→ WHAT TO PRODUCE: Below are the records; copy each line in which "wall" occurs.
Start of DATA EXTRACTS
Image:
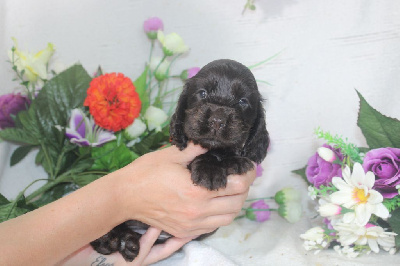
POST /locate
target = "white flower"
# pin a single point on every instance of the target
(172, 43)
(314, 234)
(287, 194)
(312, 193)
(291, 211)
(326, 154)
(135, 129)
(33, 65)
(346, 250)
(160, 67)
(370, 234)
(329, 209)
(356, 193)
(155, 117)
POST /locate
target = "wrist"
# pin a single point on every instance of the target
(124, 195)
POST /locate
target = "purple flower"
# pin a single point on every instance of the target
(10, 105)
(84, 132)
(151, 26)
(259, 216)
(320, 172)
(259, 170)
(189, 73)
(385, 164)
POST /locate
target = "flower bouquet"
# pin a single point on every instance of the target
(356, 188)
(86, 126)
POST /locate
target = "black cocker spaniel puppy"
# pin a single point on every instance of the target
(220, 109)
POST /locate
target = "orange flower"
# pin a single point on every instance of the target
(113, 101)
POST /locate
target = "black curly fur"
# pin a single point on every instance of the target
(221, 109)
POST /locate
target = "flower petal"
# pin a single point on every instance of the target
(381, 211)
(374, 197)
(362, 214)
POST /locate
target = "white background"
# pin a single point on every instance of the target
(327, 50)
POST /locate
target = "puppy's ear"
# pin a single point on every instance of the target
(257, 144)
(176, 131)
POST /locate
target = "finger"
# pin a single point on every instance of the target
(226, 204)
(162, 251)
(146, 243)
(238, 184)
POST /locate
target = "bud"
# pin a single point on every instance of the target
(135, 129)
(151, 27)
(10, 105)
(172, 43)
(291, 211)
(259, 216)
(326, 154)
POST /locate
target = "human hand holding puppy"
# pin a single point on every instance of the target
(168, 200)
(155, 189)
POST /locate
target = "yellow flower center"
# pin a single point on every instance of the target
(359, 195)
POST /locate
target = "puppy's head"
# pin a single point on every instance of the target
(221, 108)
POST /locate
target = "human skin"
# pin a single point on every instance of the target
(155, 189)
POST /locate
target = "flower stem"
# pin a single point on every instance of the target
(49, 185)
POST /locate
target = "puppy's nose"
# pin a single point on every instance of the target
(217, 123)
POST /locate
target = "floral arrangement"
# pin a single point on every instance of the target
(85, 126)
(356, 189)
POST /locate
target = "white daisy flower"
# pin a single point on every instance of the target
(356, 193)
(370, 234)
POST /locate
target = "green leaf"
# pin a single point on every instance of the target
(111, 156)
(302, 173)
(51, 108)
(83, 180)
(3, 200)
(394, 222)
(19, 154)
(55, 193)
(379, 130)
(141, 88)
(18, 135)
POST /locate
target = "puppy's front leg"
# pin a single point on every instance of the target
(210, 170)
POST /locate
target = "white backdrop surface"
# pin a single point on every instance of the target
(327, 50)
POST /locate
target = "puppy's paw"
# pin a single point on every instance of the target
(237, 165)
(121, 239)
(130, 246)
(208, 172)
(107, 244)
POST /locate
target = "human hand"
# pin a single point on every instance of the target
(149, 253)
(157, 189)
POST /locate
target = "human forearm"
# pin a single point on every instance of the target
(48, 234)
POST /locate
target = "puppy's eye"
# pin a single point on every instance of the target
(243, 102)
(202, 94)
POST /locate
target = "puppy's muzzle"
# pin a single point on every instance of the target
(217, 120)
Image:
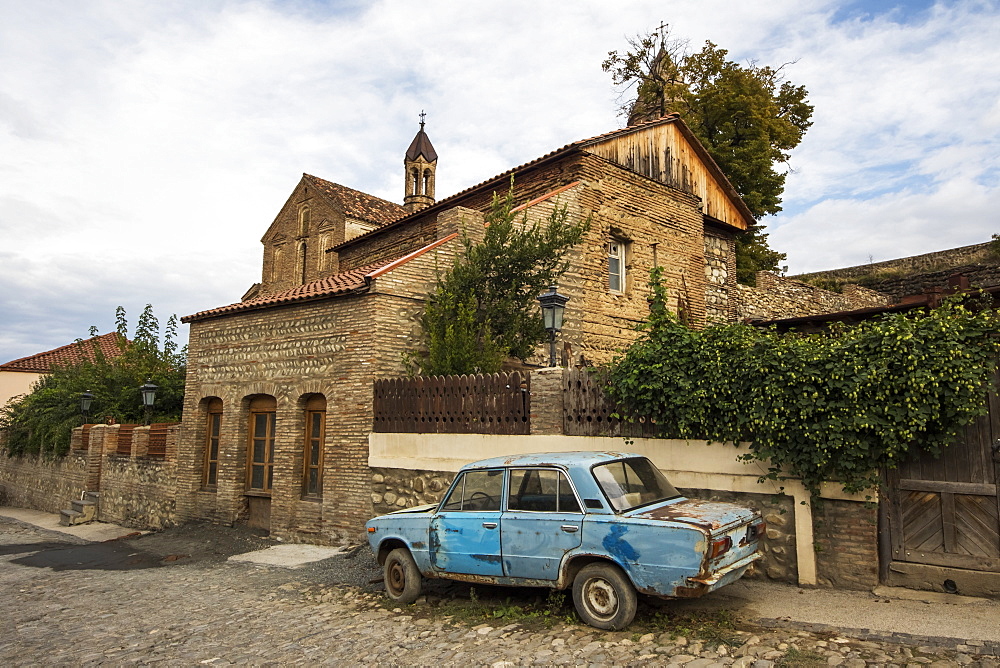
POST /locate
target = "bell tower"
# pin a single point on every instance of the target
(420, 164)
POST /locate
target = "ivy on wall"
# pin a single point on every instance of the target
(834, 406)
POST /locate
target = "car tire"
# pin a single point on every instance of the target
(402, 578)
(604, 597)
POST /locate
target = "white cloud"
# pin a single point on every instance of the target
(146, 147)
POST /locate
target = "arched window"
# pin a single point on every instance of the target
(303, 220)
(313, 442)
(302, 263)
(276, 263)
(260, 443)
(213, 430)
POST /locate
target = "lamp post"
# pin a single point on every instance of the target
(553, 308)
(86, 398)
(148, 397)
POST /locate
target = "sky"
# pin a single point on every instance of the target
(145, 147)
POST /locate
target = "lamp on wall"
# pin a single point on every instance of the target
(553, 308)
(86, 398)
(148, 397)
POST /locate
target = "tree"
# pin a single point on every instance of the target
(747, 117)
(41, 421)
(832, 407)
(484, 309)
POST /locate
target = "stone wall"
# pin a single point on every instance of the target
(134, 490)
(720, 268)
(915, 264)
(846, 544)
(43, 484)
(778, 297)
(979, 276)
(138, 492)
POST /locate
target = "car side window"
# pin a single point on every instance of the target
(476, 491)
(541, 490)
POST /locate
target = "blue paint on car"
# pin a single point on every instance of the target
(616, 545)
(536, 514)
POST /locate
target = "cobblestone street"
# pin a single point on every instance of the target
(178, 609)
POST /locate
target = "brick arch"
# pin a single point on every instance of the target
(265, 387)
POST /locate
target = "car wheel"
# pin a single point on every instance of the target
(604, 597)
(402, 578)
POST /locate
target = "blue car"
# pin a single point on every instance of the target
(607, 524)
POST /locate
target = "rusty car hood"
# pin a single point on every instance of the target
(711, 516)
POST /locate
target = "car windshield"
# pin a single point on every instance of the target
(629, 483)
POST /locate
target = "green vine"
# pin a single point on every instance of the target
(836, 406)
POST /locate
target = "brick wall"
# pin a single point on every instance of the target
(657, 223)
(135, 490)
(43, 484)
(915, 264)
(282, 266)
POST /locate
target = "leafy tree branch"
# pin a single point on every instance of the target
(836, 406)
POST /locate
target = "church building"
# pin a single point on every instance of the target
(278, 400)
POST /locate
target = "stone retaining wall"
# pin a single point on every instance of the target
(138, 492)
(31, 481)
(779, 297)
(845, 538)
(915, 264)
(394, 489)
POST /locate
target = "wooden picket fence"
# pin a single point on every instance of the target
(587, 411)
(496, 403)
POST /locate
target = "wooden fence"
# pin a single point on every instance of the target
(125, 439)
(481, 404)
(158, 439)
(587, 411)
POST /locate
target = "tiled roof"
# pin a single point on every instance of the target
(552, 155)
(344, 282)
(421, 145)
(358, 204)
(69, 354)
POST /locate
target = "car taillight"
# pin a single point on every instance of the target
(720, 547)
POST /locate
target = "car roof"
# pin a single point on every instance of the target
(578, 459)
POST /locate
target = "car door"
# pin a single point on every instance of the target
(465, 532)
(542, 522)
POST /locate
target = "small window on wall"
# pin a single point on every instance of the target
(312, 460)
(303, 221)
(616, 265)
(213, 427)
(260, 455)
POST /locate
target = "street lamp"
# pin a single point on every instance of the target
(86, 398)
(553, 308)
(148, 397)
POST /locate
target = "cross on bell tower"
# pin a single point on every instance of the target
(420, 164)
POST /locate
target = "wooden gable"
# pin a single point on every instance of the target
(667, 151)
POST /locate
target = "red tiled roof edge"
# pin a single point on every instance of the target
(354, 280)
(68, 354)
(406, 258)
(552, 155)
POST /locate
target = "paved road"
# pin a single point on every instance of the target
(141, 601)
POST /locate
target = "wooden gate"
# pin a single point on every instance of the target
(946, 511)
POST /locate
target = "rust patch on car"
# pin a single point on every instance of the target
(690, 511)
End of DATA EXTRACTS
→ ANSWER SECTION:
target = "ivy on wall"
target = "lamp on wall"
target = "stone wall"
target = "brick wall"
target = "stone retaining wall"
target = "small window on wall"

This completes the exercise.